À FAIRE
(1) Répondez à ces questions sur le texte consacré à la fontaine de la place Abel Surchamp :
(a) Quel est le métier de Serge Barousse ?
(b) En quel matériau sont les nouveaux barreaux qui entourent le puits factice ?
(c) Quels animaux les rigolards du marché voudraient-ils enfermer derrière ces barreaux ?
(2) Poursuivez le dialogue sur la fontaine de la place Abel Surchamp après sa dernière réplique.

TEXTE FOURNI
◆ ◆ ◆ ◆ ◆ ◆ ◆
LibMag 76

Lisette a des doutes...

- Bien le bonjour Madame Lisette !

- Bien le bonjour Monsieur le Journalis’. Dites-moi, en cette rentrée de septembre, vous n’avez rien remarqué sur notre belle place Abel Surchamp ?

- Voyons, Madame Lisette, comment ne pas remarquer notre magnifique 
fontaine entièrement rénovée et toute pimpante qui trône au centre de notre splendide place de la Mairie !

- Ah ! Tout de même, vous avez remarqué ! Je peux vous dire que l’entreprise du Serge Barousse, tailleur de pierre de son état et bien connu du grand libournais, a mis un point d’honneur pour redonner tout son lustre à cette fontaine qui a fait couler tant d’encre et créé des polémiques à n’en plus finir au sujet de son authenticité et de son utilité. Bien que vous connaissiez mon point de vue de vieille libournaise sur ce sujet. Mais je dois avouer que le résultat est quand même flatteur pour l’image de notre cité et devrait faire l’unanimité, à quelques exceptions près, dont certains rigolards bien connus du marché qui ironisent comme d’habitude et prétendent pouvoir trouver une autre utilité à l’édifice. Ces couillons y verraient quelques animaux enfermés derrière les nouveaux barreaux en fer forgé qui enserrent le puit factice; des gorilles et ouistitis suggèrent-ils. Ce qui donnerait un petit côté exotique à la chose et qui amuserait certainement tous les «galoupiots » qui gravitent autour du monument sur leurs planches à roulettes !
◆ ◆ ◆ ◆ ◆ ◆ ◆
EXTRAIT SOURCE
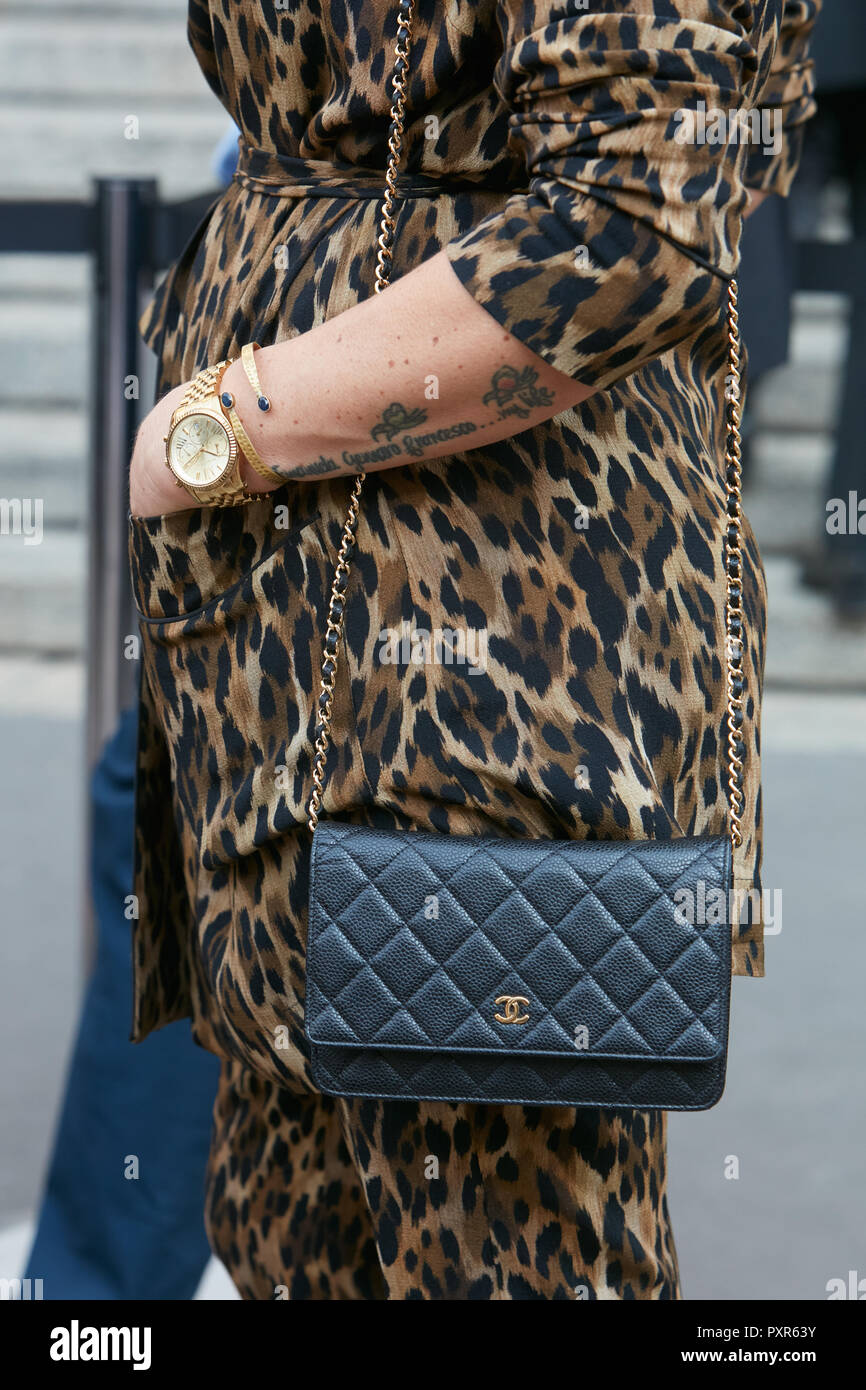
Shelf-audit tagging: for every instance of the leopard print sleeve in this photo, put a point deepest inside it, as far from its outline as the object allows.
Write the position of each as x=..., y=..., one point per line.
◆ ◆ ◆ ◆ ◆ ◆ ◆
RÉPONSES PAR TÂCHE
(1)
(a) Il est tailleur de pierre.
(b) Ils sont en fer forgé.
(c) Des gorilles et des ouistitis.

(2)
- C’est une bien charmante idée Madame Lisette, mais croyez-vous qu’il ne serait pas plus judicieux d’y organiser une belle volière plutôt que d’y enfermer des singes ? Cela éviterait des réflexions désobligeantes sur le voisinage et la cohabitation d’avec ces primates dont certains plaisantins que vous évoquez ne manqueraient pas de faire. Pour ménager les susceptibilités, une belle cage aux oiseaux, comme celle que chante Pierre Perret, avec des emplumés multicolores serait du meilleur effet, n’est-il pas, Chère Madame ?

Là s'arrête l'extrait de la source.